▶ _Exercise requirements_
Copy word for word the lines of the records below, starting at the line that contains "Tag the red mower" and ending with the last line of the records.
--- BEGIN Information shown ---
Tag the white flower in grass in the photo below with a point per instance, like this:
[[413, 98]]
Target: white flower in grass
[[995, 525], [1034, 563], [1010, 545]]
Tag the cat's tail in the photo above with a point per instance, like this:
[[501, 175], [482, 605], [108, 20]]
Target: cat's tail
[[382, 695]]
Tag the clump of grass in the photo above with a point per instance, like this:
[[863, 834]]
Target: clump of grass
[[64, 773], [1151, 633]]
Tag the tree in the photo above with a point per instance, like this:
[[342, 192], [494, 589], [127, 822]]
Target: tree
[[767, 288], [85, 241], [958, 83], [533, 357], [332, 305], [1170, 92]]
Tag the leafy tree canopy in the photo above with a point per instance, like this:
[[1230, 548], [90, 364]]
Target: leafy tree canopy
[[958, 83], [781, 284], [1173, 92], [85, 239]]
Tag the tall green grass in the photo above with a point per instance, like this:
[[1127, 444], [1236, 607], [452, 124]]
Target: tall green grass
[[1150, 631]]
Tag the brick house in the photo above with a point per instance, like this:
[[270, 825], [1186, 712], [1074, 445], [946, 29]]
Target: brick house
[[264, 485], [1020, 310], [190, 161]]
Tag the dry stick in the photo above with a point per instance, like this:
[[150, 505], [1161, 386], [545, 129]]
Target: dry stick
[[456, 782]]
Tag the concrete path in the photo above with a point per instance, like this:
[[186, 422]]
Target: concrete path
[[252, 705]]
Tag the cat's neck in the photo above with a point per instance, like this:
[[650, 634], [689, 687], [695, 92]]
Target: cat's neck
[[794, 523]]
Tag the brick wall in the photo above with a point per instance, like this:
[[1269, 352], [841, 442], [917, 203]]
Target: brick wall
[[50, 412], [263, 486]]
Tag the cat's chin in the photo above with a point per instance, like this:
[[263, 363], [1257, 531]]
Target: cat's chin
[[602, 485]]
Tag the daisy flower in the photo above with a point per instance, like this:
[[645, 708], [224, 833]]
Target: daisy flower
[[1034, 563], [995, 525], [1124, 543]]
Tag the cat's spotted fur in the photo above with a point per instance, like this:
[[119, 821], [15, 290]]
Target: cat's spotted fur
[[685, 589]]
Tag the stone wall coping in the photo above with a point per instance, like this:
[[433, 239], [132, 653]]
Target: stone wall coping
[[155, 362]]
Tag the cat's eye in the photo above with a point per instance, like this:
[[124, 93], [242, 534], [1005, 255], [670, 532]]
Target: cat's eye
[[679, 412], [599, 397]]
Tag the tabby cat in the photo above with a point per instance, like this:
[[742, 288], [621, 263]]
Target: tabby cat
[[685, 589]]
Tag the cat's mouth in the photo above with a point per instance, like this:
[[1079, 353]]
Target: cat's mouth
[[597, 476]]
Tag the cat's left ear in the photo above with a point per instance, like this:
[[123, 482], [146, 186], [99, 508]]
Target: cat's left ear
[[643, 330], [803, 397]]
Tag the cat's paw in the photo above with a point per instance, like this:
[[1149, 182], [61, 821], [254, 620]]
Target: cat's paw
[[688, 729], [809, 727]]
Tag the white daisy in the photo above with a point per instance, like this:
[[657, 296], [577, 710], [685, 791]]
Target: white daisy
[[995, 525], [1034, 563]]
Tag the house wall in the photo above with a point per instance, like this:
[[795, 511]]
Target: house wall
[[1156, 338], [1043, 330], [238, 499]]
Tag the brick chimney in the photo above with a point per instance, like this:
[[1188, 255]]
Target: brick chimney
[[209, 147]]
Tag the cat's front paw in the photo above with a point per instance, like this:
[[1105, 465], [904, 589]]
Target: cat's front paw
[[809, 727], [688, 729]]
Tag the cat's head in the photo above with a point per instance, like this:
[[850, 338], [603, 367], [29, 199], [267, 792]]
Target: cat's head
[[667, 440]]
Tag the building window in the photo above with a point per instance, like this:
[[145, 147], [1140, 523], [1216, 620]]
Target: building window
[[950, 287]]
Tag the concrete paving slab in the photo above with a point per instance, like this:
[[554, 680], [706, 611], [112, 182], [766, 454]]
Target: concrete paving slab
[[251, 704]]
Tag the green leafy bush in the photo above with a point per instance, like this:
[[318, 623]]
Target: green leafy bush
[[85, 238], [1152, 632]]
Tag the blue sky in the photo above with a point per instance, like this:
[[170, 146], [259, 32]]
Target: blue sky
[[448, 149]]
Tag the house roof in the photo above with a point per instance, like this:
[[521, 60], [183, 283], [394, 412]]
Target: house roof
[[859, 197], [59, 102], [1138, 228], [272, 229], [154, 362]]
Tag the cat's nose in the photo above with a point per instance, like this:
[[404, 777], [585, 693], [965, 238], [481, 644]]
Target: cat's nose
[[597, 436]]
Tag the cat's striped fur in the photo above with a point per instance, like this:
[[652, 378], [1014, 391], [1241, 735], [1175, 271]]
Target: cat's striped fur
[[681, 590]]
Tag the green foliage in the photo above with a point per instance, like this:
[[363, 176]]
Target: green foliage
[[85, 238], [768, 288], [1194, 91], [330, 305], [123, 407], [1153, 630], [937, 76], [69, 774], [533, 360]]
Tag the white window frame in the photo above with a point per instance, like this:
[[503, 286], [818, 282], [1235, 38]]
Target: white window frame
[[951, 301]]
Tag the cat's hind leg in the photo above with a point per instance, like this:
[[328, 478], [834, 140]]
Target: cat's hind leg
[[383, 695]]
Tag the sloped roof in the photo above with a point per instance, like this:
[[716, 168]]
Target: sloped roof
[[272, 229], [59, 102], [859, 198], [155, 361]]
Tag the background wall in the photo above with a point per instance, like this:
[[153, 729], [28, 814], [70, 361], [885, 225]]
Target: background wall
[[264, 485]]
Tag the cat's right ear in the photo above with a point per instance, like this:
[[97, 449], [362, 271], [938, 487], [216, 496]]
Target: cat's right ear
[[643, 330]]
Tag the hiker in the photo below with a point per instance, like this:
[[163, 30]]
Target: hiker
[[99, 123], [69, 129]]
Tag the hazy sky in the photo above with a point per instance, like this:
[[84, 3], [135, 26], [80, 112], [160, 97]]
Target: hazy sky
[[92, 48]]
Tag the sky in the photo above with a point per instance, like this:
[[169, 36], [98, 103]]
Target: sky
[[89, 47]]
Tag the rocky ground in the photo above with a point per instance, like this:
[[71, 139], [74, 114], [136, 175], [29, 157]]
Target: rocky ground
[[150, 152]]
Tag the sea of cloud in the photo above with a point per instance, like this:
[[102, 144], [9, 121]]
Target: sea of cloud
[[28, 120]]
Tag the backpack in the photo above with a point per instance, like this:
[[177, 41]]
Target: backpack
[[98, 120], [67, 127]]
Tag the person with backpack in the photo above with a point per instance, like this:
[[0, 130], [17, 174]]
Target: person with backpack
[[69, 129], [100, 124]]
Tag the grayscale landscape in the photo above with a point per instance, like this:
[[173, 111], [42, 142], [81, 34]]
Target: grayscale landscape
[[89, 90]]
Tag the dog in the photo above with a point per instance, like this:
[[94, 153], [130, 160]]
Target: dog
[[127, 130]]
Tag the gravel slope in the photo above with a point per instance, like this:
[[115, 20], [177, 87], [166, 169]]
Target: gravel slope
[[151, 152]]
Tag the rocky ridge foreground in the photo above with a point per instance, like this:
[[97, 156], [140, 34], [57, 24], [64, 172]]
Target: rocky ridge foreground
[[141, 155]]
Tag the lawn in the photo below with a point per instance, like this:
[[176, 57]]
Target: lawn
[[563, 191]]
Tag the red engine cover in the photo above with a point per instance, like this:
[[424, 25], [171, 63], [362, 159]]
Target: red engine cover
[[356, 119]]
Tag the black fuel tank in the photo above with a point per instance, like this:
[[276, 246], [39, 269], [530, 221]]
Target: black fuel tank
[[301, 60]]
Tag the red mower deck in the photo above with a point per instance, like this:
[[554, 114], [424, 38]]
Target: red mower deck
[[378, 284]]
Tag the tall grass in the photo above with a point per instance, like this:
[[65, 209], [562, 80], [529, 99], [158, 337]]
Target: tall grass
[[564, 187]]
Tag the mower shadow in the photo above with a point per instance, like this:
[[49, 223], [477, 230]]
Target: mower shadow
--- END Information shown ---
▶ _Answer to this exercise_
Tag the red mower deck in the photo above with a point per instance, like this:
[[554, 114], [424, 38]]
Target: red mower deck
[[378, 284]]
Tag the tall grass in the photo above with a point per instance, like this:
[[65, 209], [562, 80], [529, 99], [158, 337]]
Target: tall grass
[[564, 187]]
Tag the mower shadow in the photo above with a point per instance, like this:
[[49, 223], [477, 230]]
Target: mower shadow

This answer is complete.